> _TASK TO COMPLETE_
Write out the data once more, exactly as it reads.

> _Data items_

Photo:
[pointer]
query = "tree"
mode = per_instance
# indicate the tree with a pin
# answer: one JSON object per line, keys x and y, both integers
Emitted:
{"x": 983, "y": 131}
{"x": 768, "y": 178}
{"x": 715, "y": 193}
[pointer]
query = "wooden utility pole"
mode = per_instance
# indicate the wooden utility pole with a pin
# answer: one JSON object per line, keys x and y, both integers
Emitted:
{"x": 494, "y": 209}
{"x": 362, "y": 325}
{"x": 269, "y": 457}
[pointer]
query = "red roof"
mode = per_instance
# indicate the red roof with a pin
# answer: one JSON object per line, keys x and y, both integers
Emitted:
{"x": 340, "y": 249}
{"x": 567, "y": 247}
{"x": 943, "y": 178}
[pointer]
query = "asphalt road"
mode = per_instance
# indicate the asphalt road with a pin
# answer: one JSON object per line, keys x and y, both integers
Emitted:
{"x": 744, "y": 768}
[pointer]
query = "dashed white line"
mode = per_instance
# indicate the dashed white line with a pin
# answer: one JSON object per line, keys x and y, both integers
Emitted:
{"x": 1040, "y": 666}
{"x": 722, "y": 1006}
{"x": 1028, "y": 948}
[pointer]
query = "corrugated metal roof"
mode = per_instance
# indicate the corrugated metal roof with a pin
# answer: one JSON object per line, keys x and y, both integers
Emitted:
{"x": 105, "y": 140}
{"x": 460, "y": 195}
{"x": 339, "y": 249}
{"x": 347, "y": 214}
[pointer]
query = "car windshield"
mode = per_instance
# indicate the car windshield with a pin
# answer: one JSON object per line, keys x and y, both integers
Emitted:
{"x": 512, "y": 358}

> _ANSWER BOX_
Photo:
[pointer]
query = "tree"
mode = per_instance
# indicate the tree with a pin
# answer: one JSON object per line, keys x and y, both integers
Emitted:
{"x": 983, "y": 131}
{"x": 768, "y": 178}
{"x": 715, "y": 193}
[pointer]
query = "wooden utility pole"
mode = per_instance
# indicate the wooden utility pole with a pin
# answer: one JSON object per line, keys x and y, both integers
Emitted:
{"x": 494, "y": 209}
{"x": 362, "y": 325}
{"x": 269, "y": 457}
[pointer]
query = "red roof"
mode = per_instance
# indicate the red roof with a pin
# answer: one JSON object per line, keys x and y, both integers
Emitted:
{"x": 340, "y": 249}
{"x": 567, "y": 247}
{"x": 943, "y": 178}
[pointer]
query = "asphalt road"
mode = per_instance
# indicate the asphalt road with a pin
# answer: one JSON object per line, keys x and y, both integers
Emitted:
{"x": 744, "y": 768}
[pointer]
query = "dashed white line"
mode = per_instance
# indicate the dashed white line with a pin
# answer: one JSON object per line, keys x and y, both integers
Emitted:
{"x": 1040, "y": 666}
{"x": 722, "y": 1006}
{"x": 1028, "y": 948}
[pointer]
query = "corrugated metal roof"
mode = per_instance
# indicate the corrugated metal roof with a pin
# answer: one JSON object per line, keys x and y, both integers
Emitted:
{"x": 105, "y": 140}
{"x": 460, "y": 195}
{"x": 339, "y": 249}
{"x": 347, "y": 214}
[pointer]
query = "car windshield"
mode = per_instance
# indicate the car windshield with a pin
# answer: one JSON object per line, keys x and y, both integers
Emitted:
{"x": 512, "y": 358}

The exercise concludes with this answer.